*** DOCUMENT SECTION ***

OSDir

[Date Prev][Date Next][Thread Prev][Thread Next][Date Index][Thread Index]

Re: [DISCUSS] CloudStack graceful shutdown


Hi Sergey

Glad to see you are doing well,

I was gonna say drop "enterprise virtualization company" and save a
$fortune$ - but its not for everyone :)

I'll post another proposed solution to bottom of this thread.

Regards
ilya


On Wed, Apr 4, 2018 at 5:22 PM, Sergey Levitskiy <serg38l@xxxxxxxxxxx>
wrote:

> Now without spellchecking :)
>
> This is not simple e.g. for VMware. Each management server also acts as an
> agent proxy so tasks against a particular ESX host will be always
> forwarded. That right answer will be to support a native “maintenance mode”
> for management server. When entered to such mode the management server
> should release all agents including SSVM, block/redirect API calls and
> login request and finish all async job it originated.
>
>
>
> On Apr 4, 2018, at 5:15 PM, Sergey Levitskiy <serg38l@xxxxxxxxxxx<mailto:
> serg38l@xxxxxxxxxxx>> wrote:
>
> This is not simple e.g. for VMware. Each management server also acts as an
> agent proxy so tasks against a particular ESX host will be always
> forwarded. That right answer will be to a native support for “maintenance
> mode” for management server. When entered to such mode the management
> server should release all agents including save, block/redirect API calls
> and login request and finish all a sync job it originated.
>
> Sent from my iPhone
>
> On Apr 4, 2018, at 3:31 PM, Rafael Weingärtner <
> rafaelweingartner@xxxxxxxxx<mailto:rafaelweingartner@xxxxxxxxx>> wrote:
>
> Ilya, still regarding the management server that is being shut down issue;
> if other MSs/or maybe system VMs (I am not sure to know if they are able to
> do such tasks) can direct/redirect/send new jobs to this management server
> (the one being shut down), the process might never end because new tasks
> are always being created for the management server that we want to shut
> down. Is this scenario possible?
>
> That is why I mentioned blocking the port 8250 for the “graceful-shutdown”.
>
> If this scenario is not possible, then everything s fine.
>
>
> On Wed, Apr 4, 2018 at 7:14 PM, ilya musayev <ilya.mailing.lists@xxxxxxxxx
> <mailto:ilya.mailing.lists@xxxxxxxxx>>
> wrote:
>
> I'm thinking of using a configuration from "job.cancel.threshold.minutes" -
> it will be the longest
>
>     "category": "Advanced",
>
>     "description": "Time (in minutes) for async-jobs to be forcely
> cancelled if it has been in process for long",
>
>     "name": "job.cancel.threshold.minutes",
>
>     "value": "60"

*** DATASET ENTRIES ***

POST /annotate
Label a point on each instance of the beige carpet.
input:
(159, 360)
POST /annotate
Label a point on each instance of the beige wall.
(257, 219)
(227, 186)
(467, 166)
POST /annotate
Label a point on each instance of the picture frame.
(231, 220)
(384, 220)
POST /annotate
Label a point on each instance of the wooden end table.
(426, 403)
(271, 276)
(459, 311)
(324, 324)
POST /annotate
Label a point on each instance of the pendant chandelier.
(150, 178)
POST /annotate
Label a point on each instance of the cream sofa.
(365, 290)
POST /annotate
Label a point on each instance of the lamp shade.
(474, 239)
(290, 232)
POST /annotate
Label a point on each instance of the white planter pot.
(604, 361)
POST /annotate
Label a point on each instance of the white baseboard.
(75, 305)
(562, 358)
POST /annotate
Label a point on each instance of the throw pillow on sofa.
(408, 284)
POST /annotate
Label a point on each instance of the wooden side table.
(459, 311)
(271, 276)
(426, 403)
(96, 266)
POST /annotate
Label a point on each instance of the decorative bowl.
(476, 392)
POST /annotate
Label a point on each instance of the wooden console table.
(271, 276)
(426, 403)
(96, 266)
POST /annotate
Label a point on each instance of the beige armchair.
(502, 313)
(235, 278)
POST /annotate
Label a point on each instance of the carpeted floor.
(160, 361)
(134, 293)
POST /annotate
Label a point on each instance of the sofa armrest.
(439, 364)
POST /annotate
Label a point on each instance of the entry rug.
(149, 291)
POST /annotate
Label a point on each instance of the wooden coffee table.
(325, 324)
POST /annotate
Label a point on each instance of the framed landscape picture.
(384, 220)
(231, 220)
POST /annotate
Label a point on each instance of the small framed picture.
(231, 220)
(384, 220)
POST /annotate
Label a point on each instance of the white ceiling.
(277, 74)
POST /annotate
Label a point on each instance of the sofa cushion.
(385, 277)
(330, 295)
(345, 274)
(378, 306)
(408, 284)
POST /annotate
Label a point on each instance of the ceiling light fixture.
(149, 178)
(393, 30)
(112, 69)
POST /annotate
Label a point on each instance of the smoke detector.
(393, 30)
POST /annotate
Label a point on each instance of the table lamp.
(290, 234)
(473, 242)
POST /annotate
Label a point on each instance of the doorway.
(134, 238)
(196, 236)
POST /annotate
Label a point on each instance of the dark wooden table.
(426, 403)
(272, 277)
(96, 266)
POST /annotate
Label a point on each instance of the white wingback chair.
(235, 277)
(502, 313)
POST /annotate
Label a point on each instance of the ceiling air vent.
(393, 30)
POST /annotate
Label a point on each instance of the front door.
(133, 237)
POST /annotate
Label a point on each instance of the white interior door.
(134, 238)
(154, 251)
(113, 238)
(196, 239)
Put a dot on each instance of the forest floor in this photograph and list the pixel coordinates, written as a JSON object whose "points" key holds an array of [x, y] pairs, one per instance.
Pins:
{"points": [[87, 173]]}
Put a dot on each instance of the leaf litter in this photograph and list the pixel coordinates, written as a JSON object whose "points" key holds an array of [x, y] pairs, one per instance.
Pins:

***

In the CloudStack graceful shutdown thread, condense the paragraph beginning "Ilya, still regarding the management server" into a shorter version that keeps its main points.

Ilya, about shutting down a management server: if other management servers, or possibly system VMs (the writer isn't sure they can), are able to send new jobs to the server being shut down, the shutdown might never finish, because new tasks would keep being created for it. Is that scenario possible?